**Document**
- Born: Clément Magloire April 2, 1912 Port-au-Prince, Haiti
- Died: May 27, 1971 (aged 59)
- Occupation: Surrealist-Symbolist poet

= Clément Magloire-Saint-Aude =

Haitian symbolist-surrealist poet

Clément Magloire-Saint-Aude (April 2, 1912 – May 27, 1971) was a Haitian surrealist-symbolist poet and writer.

== Biography ==
He was born in Port-au-Prince, Haiti, on April 2, 1912. His father was the director of the prominent literary newspaper Le Matin. In adulthood, Clément adopted the name Magloire-Saint-Aude after a combination of his birth name and his mother's maiden name. As a writer, Magloire-Saint-Aude became interested in Surrealism, and with his creation of the Haitian journal Les Griots (see griot, a West African storyteller) in 1937, eventually meeting surrealists such as Aimé Césaire, as well as André Breton, on his visits to Haiti during the Second World War. Magloire met Breton in accompaniment with Pierre Mabille (the then cultural adviser to the French Embassy) and Wifredo Lam. Upon this meeting, Breton, enamored with his work, got it published in a collection in the literary section of Le Figaro.

As an isolated poet, Magloire-Saint-Aude had a radical advocacy of social and political justice for blacks. He encountered difficulties in his politics with fellow Haitians and other members of the Francophone writing community in his thoughts on the concept of negritude (commonly propounded by the philosopher Frantz Fanon). He was part of a general cultural revival in the mid-20th century throughout the Caribbean which, fused with the Francophone-linked world of Surrealism, explored colonialism, history, voodoo, and colonized identities. When Breton visited for a lecture tour, Magloire-Saint-Aude struck a chord in the wider Surrealist community when the "rogue poet" "read [him] back Breton's own definition of surrealism."

Magloire-Saint-Aude died of cirrhosis of the liver in 1972.

**Short problem 1**
According to the biography of Clément Magloire-Saint-Aude, which literary newspaper did his father direct?
**Short problem 2**
Reproduce everything from "As an isolated" down to "liver in 1972." in the biography, word for word.

**Material provided**

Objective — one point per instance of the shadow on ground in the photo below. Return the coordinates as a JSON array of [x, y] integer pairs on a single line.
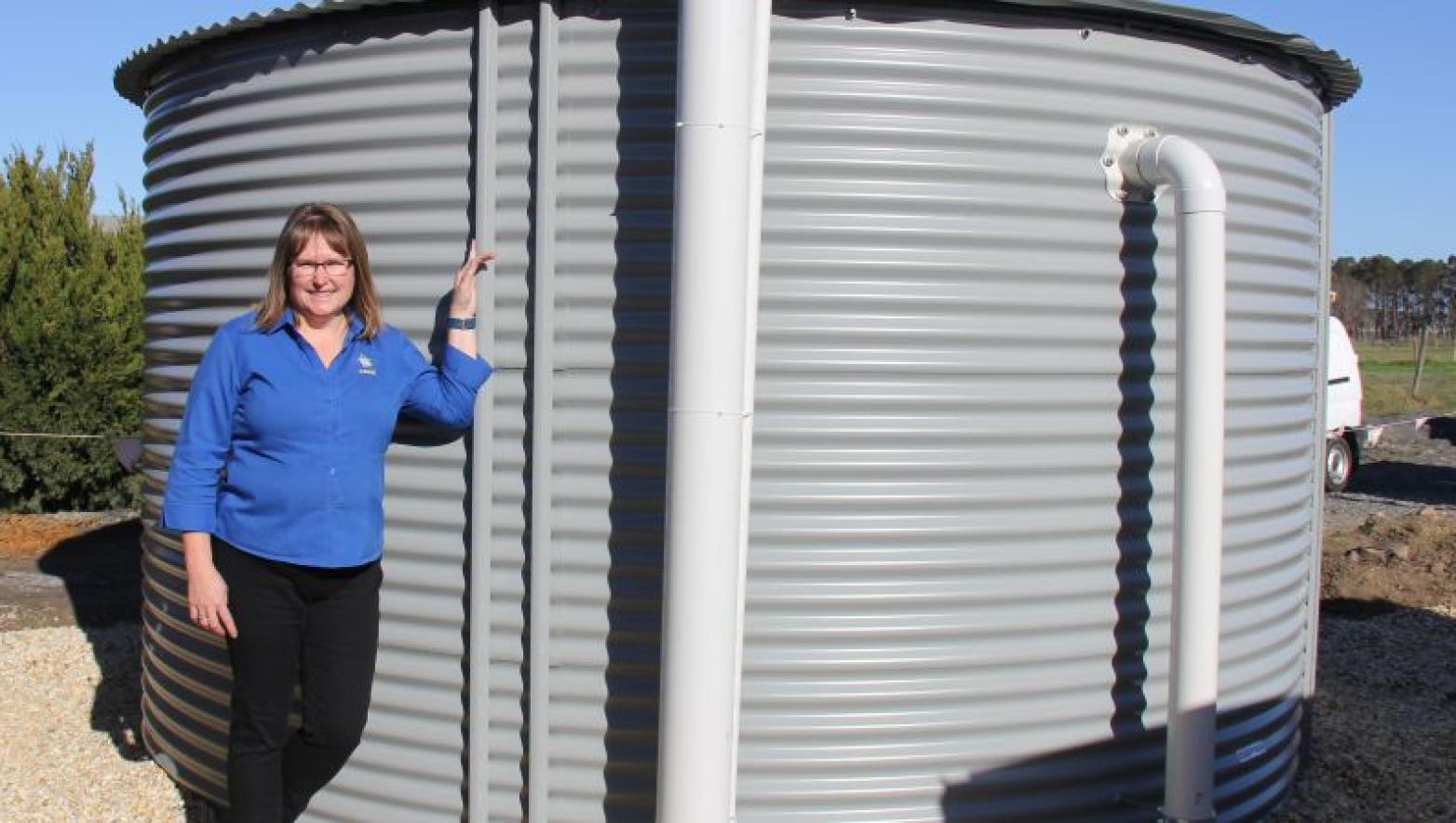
[[101, 573]]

**Exercise result 1**
Le Matin

**Exercise result 2**
As an isolated poet, Magloire-Saint-Aude had a radical advocacy of social and political justice for blacks. He encountered difficulties in his politics with fellow Haitians and other members of the Francophone writing community in his thoughts on the concept of negritude (commonly propounded by the philosopher Frantz Fanon). He was part of a general cultural revival in the mid-20th century throughout the Caribbean which, fused with the Francophone-linked world of Surrealism, explored colonialism, history, voodoo, and colonized identities. When Breton visited for a lecture tour, Magloire-Saint-Aude struck a chord in the wider Surrealist community when the "rogue poet" "read [him] back Breton's own definition of surrealism."

Magloire-Saint-Aude died of cirrhosis of the liver in 1972.